RAW RECORDS –
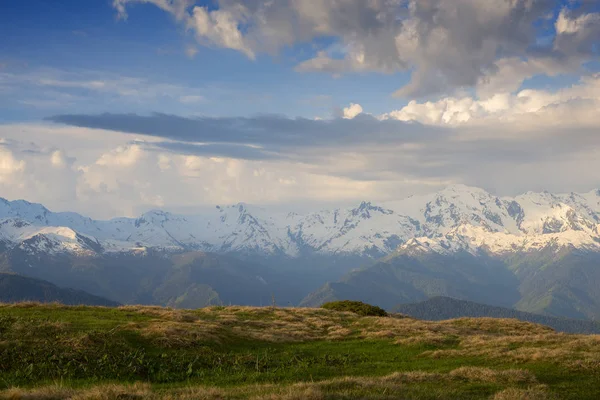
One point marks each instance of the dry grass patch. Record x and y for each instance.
(580, 352)
(539, 392)
(509, 376)
(346, 386)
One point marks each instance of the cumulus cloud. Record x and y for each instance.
(352, 111)
(444, 44)
(573, 105)
(510, 142)
(9, 165)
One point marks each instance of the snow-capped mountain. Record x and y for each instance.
(455, 219)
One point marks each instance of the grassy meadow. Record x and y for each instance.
(137, 352)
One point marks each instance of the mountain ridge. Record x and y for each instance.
(443, 308)
(459, 216)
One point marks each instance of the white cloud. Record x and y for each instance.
(445, 44)
(122, 156)
(530, 107)
(9, 166)
(567, 25)
(220, 27)
(58, 159)
(352, 111)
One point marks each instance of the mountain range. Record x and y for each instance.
(444, 308)
(14, 288)
(537, 252)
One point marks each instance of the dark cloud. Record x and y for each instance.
(271, 136)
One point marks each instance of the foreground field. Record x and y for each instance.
(60, 352)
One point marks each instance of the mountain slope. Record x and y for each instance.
(537, 252)
(15, 288)
(444, 308)
(403, 278)
(472, 215)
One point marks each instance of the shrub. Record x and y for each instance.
(357, 307)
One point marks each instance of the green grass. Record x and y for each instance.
(85, 346)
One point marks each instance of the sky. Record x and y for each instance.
(115, 107)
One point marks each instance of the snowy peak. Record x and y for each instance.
(458, 218)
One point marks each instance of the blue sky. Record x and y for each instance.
(112, 107)
(77, 37)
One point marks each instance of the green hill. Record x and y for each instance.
(441, 308)
(16, 288)
(136, 352)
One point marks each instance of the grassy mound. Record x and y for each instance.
(357, 307)
(60, 352)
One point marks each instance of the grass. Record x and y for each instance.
(58, 352)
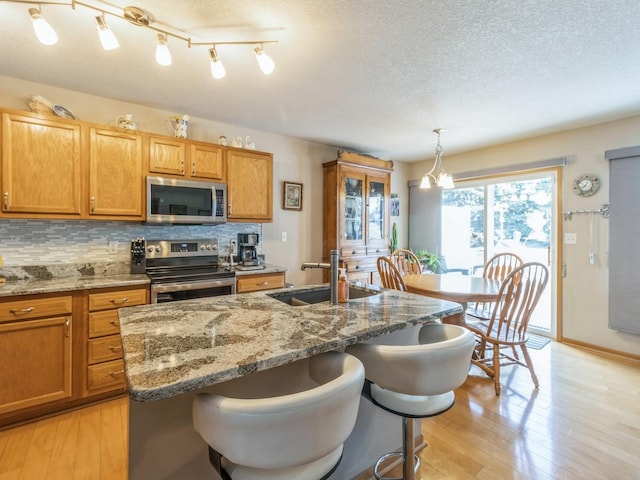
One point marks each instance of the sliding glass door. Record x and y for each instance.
(507, 214)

OBJECTIVE – Print the records above exactly as they stand, but leave out the pictures.

FINAL RESULT –
One point marks each instance of the dry grass patch. Record x and y for each instance.
(580, 352)
(539, 392)
(509, 376)
(346, 386)
One point marks each instance of the cumulus cloud. Record x and y for each instance.
(352, 111)
(444, 44)
(573, 105)
(510, 142)
(9, 165)
One point marks each instance of the snow-capped mountain. Record x and y for each instance.
(455, 219)
One point marks each instance of the grassy meadow. Record x and y for each instance.
(137, 352)
One point marks each instance of the mountain ridge. Record x and y for each instance.
(443, 308)
(459, 216)
One point marks each instance of the white cloud. Record x and y for each instance.
(445, 44)
(122, 156)
(530, 107)
(9, 166)
(567, 25)
(220, 27)
(58, 159)
(352, 111)
One point marks each instance of the mountain range. Record x and y for each instance.
(444, 308)
(14, 288)
(537, 252)
One point marks each instance of the dark cloud. Record x and y for each instance.
(271, 136)
One point marks each instance of the foreground field. Record x and y for each instance.
(60, 352)
One point marks each instance of the mountain slope. Record x and y for each instance.
(537, 252)
(15, 288)
(444, 308)
(403, 278)
(472, 215)
One point marks each instance of the shrub. Record x and y for each instance.
(357, 307)
One point marks each instance of the green grass. Record x and y for each instance.
(85, 346)
One point marks each instance of the sky. Record x and y for each instance.
(115, 107)
One point marks each instance of the snowy peak. Record x and y for each instance.
(458, 218)
One point marks each instance of the blue sky. Record x and y for each instance.
(112, 107)
(77, 37)
One point marks each instance of the green hill. Record x and y for each instance.
(441, 308)
(16, 288)
(136, 352)
One point marks each instance of the grassy mound. Record x and y for each instance.
(357, 307)
(60, 352)
One point marks each instance of the grass. Record x and y for each instance.
(58, 352)
One point marks each instance of the sliding glass door. Record x and y for each instance.
(507, 214)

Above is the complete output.